* Problem description:
Write out every line below with no difference at all.

*** Opening Records shown ***

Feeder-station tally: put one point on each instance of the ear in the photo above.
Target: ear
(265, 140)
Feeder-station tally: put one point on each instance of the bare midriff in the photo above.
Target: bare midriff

*** Closing Records shown ***

* Solved problem:
Feeder-station tally: put one point on each instance of the ear in the photo above.
Target: ear
(265, 140)
Feeder-station tally: put one point on each instance of the bare midriff in the photo above.
Target: bare midriff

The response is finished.